**Textauszug:**

((

Es war ein Jahrhundertleben in jedem Wortsinn, das hier zu Ende ging. Geboren am 7. März 1916 in Berlin in der vielköpfigen Familie des Reformrabbiners Julius Jehuda Bergmann und seiner Frau Hedwig geb. Rosenzweig, kam Theodor Bergmann 1927 zur kommunistischen Bewegung. Im Alter von elf Jahren trat er dem Jungspartakusbund bei, ging aber nicht zur KPD. Stattdessen schloss er sich zwei Jahre später der Stalin-kritischen KPD-Opposition, der KPO, um Heinrich Brandler und August Thalheimer an ...

Im Arbeitersport, in der Jugendorganisation der KPO und in der freiwilligen Redaktionsarbeit im Junius-Verlag, der der kleinen Partei nahestand, sammelte der junge Bergmann wichtige Erfahrungen. Mit den so viel älteren Brandler, Thalheimer, Paul Frölich, Jacob Walcher, Heinz (Moses) Grzyb, Franz Cerný, Robert Siewert, Eugen Podrabsky, aber auch M. N. Roy, Eduard Fuchs und Felix Weil (einem stillen Förderer der KPO) sprach er über die Gefahren des aufsteigenden Nazismus, doch auch über die sich verfestigende Stalin-Herrschaft in der Sowjetunion; zwei für Sozialisten noch neue Probleme. Dieser politischen Entscheidung ist Theodor Bergmann ein sehr langes Leben treu geblieben. Er suchte nach einer Welt, in der Freiheit und soziale Gerechtigkeit eine Verbindung eingehen. Dies war für ihn Sozialismus – das Einfache, das so unendlich schwer zu machen ist, wie er wohl wusste...«

1933 musste Theo Bergmann emigrieren, zunächst nach Palästina, wo er u.a. in einem Kibbuz arbeitete. Später ging er in die Tschechoslowakische Republik und nach Schweden. Er kehrte 1946 nach Deutschland zurück, 1955 promovierte er an der Universität Hohenheim zum Strukturwandel in der Landwirtschaft Schwedens. 1965 wurde er dort wissenschaftlicher Mitarbeiter, später Professor für international vergleichende Agrarpolitik. Nach seiner Emeritierung 1981 widmete sich Theodor Bergmann verstärkt der Geschichte der Arbeiterbewegung, besonders der der KPD-O. Er war Mitglied der Partei DIE LINKE. All dies hat er in seiner »Autobiografie eines kritischen Kommunisten« Im Jahrhundert der Katastrophen, die anlässlich seines 100. Geburtstag in einer aktualisierten Neuauflage erschien, ausführlich beschrieben.

))

**Material:**

((

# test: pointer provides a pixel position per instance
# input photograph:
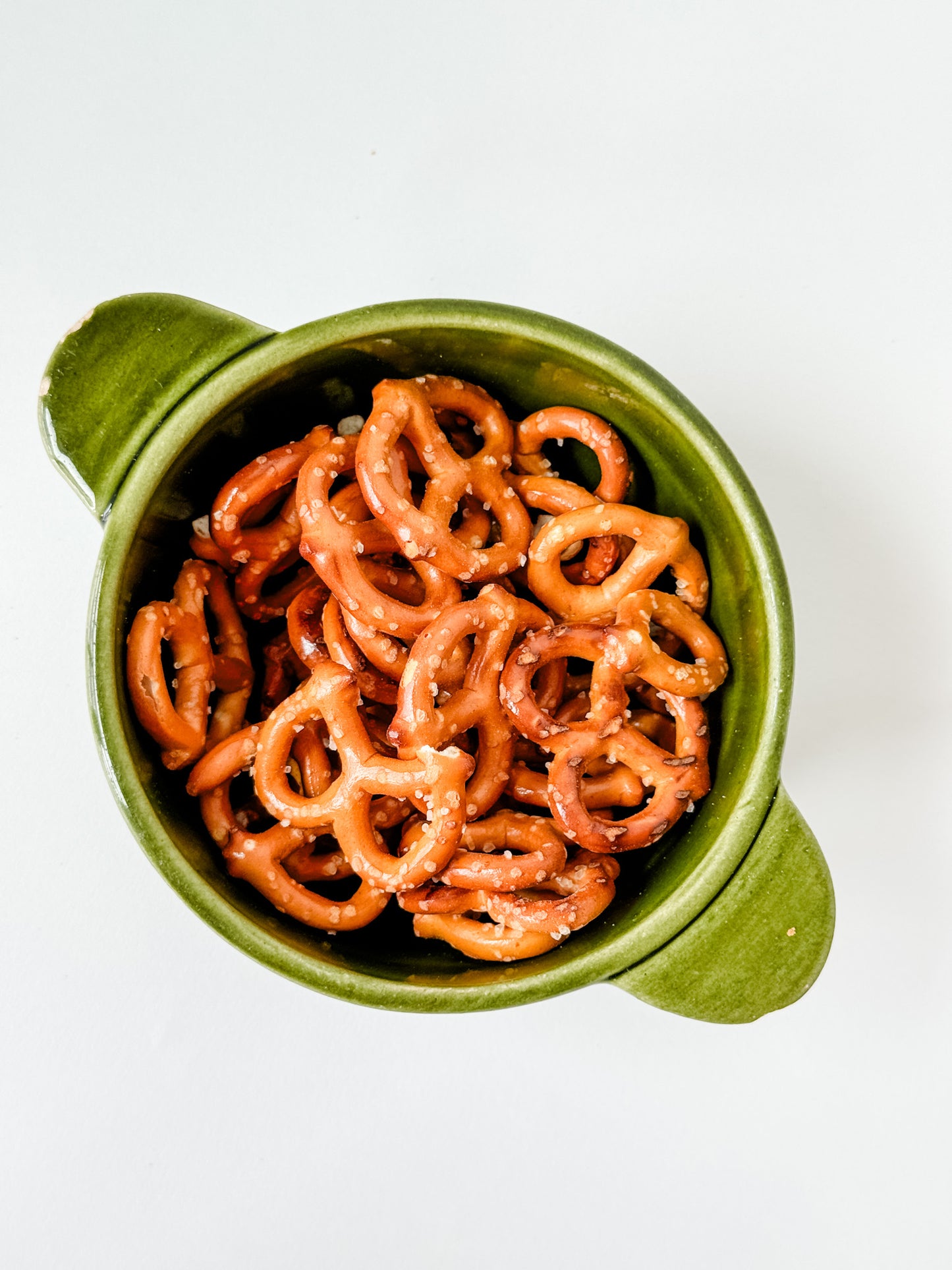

))

**Aufgaben:**
1. Aus welchem Anlass erschien laut dem Text über Theodor Bergmann die aktualisierte Neuauflage seiner Autobiografie? Antworte in ein bis drei Sätzen.
2. Setze den Text über Theodor Bergmann nach seinem letzten Satz fort.
Das Material wird hier nicht gebraucht.

**Lösungen:**
1. Die aktualisierte Neuauflage seiner Autobiografie „Im Jahrhundert der Katastrophen“ erschien anlässlich seines 100. Geburtstags.

2.
»Sein außergewöhnlicher Fleiß, seine Umsicht und die Systematik, mit der er sein Leben organisierte, spornte Manche an, hatte auf Andere jedoch eine teilweise einschüchternde Wirkung«, schließt Mario Keßler seinen Nachruf und fügt hinzu: »›Theo, Du hast doch schon jetzt ein Programm abgearbeitet, das für zehn Leben reicht. Was wirst Du dann tun, wenn du alt wirst?‹, fragte ich den Neunzigjährigen. ›Es gibt immer genug zu tun. Zum Altwerden habe ich gar keine Zeit‹, erwiderte er. So hielt er es bis zuletzt ...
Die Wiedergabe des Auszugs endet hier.